# START OF Quoted text
These days, I find myself obsessing over slugs at 7am on a Tuesday — muttering, “Is this too long? Should I take out ‘a’? Wait… is that a rogue ‘-s-’? Please tell me I didn’t just earn another metaphorical wrist-slap.”
I used to think a slug was something you found in the garden and threw over the fence. (In case you’re wondering: in SEO, a “slug” is just the last bit of a web page link — and yes, Google has opinions about it.) Turns out, they have a homing instinct. Much like the SEO kind — no matter how far you try to fling them from your brain, they come crawling back at 2am whispering, 'Is your URL clean though?'
This is what SEO does to your brain. Or at least, it’s what it’s done to mine.

I Wasn’t Ready for This Life
When I started blogging for Watership Down Crafts, I thought I’d be writing about handmade things in a nice, relaxed way. Maybe share a few stories, link to a bag or two, and call it a day.
Instead, I now:
- See slugs in my dreams and judge them harshly
- Spend twenty minutes debating a blog title no one will ever read
- Feel a ridiculous sense of achievement when a tote bag link fits like it belongs
- Live in mild fear of upsetting Google.
Google Is Basically Like Trying to Please a Narcissist With a God Complex
It wants everything just right. Short sentences. Natural keyword flow — but not too many. How many is too many? Google knows, of course, but prefers to keep it a secret. Internal links? Three per post, maybe four? That depends on whether it’s Thursday, if the wind’s blowing from the east, or if there’s a slight chance of rain. Meta descriptions must be perfectly balanced — not too vague, not too obvious, and ideally delivered in 155 characters of quiet desperation. Alt text needs to be helpful, but not too helpful. And external links must be reputable, relevant, and — heaven forbid — never, ever competitive.
And if you get it wrong? Google doesn’t warn you — it just quietly removes you from existence.
It’s basically the teacher’s pet with a dark side — the one who changes the rules, sets you up to fail, then stands there smirking while you get detention for breathing too loud.
No traffic. No ranking. No explanation. Just... nothing. Maybe a bit of side-eye from Analytics. And if you really mess it up, it de-indexes your page like it never existed.
Trying to Please Google is Like Apologising for a Crime You Didn’t Know You Committed
Every post has to:
- Be useful — genuinely helpful, not just keyword-fluff with a pretty header.
- Be optimised — but casually, like you weren’t really trying (even though you rewrote it six times).
- Include links — not too few, not too many, and never the wrong kind in the wrong spot with the wrong anchor text (obviously).
- And slugs? Slugs must be pristine. No stop words. No filler. Shorter than a polite text to someone you secretly hate. Cleaner than your mum’s kitchen floor the day before guests come round.

Linking is where it gets personal
I recently found myself frantically removing all the internal links between my notebook covers blog posts at midnight, knowing I wouldn’t sleep for fear of waking up to Google wielding a big stick. I’m not joking — I actually woke up at 5am in a blind panic when I remembered I’d interlinked all 50 of my tote bag posts too! The gains from interlinking are apparently far less than the punishment if you get it wrong. And let’s just say, I am very motivated to avoid punishment.
So now, it’s two collection links, one external — and I steer well clear of linking to other blog posts. I like to sleep at night. No circles. No overlinking. No angry algorithm gods.
# END OF Quoted text
# START OF Dataset rows
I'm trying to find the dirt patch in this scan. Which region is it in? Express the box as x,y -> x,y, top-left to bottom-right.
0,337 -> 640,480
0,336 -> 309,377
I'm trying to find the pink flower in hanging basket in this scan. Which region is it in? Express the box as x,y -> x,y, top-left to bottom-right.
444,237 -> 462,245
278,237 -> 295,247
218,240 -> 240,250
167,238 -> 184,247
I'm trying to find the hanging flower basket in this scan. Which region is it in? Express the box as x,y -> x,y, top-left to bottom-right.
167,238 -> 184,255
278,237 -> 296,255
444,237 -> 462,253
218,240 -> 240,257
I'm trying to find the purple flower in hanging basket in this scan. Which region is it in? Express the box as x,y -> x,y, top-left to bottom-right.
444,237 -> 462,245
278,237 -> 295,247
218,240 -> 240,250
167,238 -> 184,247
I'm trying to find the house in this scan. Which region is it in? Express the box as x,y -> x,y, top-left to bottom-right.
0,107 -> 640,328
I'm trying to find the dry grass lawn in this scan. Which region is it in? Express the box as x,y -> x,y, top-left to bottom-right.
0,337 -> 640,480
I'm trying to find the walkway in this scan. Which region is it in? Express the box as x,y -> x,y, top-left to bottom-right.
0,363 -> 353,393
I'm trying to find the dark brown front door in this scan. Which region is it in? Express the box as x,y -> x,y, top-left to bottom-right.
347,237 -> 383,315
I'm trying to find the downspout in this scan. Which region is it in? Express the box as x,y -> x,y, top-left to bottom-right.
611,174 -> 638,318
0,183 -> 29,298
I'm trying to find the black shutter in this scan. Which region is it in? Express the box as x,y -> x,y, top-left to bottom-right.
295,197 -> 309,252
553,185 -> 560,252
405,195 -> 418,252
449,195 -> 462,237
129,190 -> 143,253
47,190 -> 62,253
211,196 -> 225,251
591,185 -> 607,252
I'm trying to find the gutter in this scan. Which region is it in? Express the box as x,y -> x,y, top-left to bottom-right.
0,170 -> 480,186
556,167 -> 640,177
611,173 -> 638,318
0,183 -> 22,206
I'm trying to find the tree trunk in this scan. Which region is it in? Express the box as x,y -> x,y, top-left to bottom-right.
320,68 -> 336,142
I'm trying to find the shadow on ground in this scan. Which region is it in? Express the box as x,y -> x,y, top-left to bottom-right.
# END OF Dataset rows
Work instructions:
(1) In the SEO blog post, what four things does the writer say they now do instead of blogging in a relaxed way?
(2) According to the SEO blog post, how many tote bag posts had the writer interlinked?
(3) From the SEO blog post, copy the passage from "- And slugs?" up to and including "angry algorithm gods.".
Work only from the SEO blog post; don't use the lines.

Answer list:
(1)
- See slugs in their dreams and judge them harshly
- Spend twenty minutes debating a blog title no one will ever read
- Feel a ridiculous sense of achievement when a tote bag link fits like it belongs
- Live in mild fear of upsetting Google

(2) 50

(3)
- And slugs? Slugs must be pristine. No stop words. No filler. Shorter than a polite text to someone you secretly hate. Cleaner than your mum’s kitchen floor the day before guests come round.

Linking is where it gets personal
I recently found myself frantically removing all the internal links between my notebook covers blog posts at midnight, knowing I wouldn’t sleep for fear of waking up to Google wielding a big stick. I’m not joking — I actually woke up at 5am in a blind panic when I remembered I’d interlinked all 50 of my tote bag posts too! The gains from interlinking are apparently far less than the punishment if you get it wrong. And let’s just say, I am very motivated to avoid punishment.
So now, it’s two collection links, one external — and I steer well clear of linking to other blog posts. I like to sleep at night. No circles. No overlinking. No angry algorithm gods.